12 Jan 2012

Homilies of a Hermit

Fr David Jones is a Welsh hermit who lives in Duleek, (or should that be a hermit from Wales?) which is not far from where I live in Drogheda, Ireland. He was on Spirit Radio on Monday, and gave an interesting interview. If you missed it, you can listen to the interview on his website. Yes, the hermit has a website! He uploads various homilies etc. His sermon on the Feast of the Epiphany is really very good. He addresses the Irish habits of blasphemy, foul language and smoking! It is not your standard irish sermon. Watch it, and share it with your friends on facebook, if you are brave enough!



1 comment:

  1. This is what the Catechism of the Catholic Church says about health. No 2290 refers to the excessive use of tobacco and other things.

    Respect for health
    2288 Life and physical health are precious gifts entrusted to us by God. We must take reasonable care of them, taking into account the needs of others and the common good.
    Concern for the health of its citizens requires that society help in the attainment of living-conditions that allow them to grow and reach maturity: food and clothing, housing, health care, basic education, employment, and social assistance.

    2289 If morality requires respect for the life of the body, it does not make it an absolute value. It rejects a neo-pagan notion that tends to promote the cult of the body, to sacrifice everything for it's sake, to idolize physical perfection and success at sports. By its selective preference of the strong over the weak, such a conception can lead to the perversion of human relationships.

→ **WHAT THIS EXERCISE ASKS**:
1) According to the blog post about the Welsh hermit, on which radio station was Fr David Jones interviewed?
2) List the Irish habits that, according to the blog post about the Welsh hermit, are addressed in the sermon on the Feast of the Epiphany.
3) Carry on the blog post about the Welsh hermit, including its comment, from where it stops.

→ **DATA EXCERPTS**:

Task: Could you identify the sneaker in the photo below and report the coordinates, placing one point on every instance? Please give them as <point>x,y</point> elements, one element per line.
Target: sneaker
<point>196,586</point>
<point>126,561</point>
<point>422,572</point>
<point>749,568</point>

→ **ANSWERS BELOW**:
1) Spirit Radio

2) Blasphemy, foul language, smoking

3)
    2290 The virtue of temperance disposes us to avoid every kind of excess: the abuse of food, alcohol, tobacco, or medicine. Those incur grave guilt who, by drunkenness or a love of speed, endanger their own and others' safety on the road, at sea, or in the air.

    2291 The use of drugs inflicts very grave damage on human health and life. Their use, except on strictly therapeutic grounds, is a grave offense. Clandestine production of and trafficking in drugs are scandalous practices. They constitute direct co-operation in evil, since they encourage people to practices gravely contrary to the moral law.

    +++

    I don’t think that the excessive use of tobacco is one of Ireland’s most pressing concerns at present, nor one of its most pressing moral concerns. In my experience there is far less smoking now and places where one may smoke have become limited. Many private homes now have a ‘no smoking’ policy.

    The abuse of alcohol has always been a problem in Ireland, now, it would seem, more than ever. Perhaps many don’t see it as such because alcohol, like nicotine, is a drug that may legally be used. The legal use of these two drugs has not spawned violent crime, as has the use of illegal drugs. Alcohol often is an indirect cause of violence, and of violent accidents on the road. Smoking doesn’t alter the mind nor lead to violence, though it can harm the health of the smoker and of people nearby.

    There have been martyrs who smoked, eg, Blessed Titus Brandsa OCarm, who preached in the Carmelite church in Whitefriar St, Dublin, before World War II.

    I would like to see the use of tobacco disappear. I don’t have much sympathy with those who smoke excessively, unless they are recovering alcoholics. I have on occasion asked people not to smoke in ‘no smoking’ areas. Indeed, I got into a row about that on a bus in Dublin around 1990 after smoking upstairs had been banned. But I think that Father Jones gives too much importance to tobacco.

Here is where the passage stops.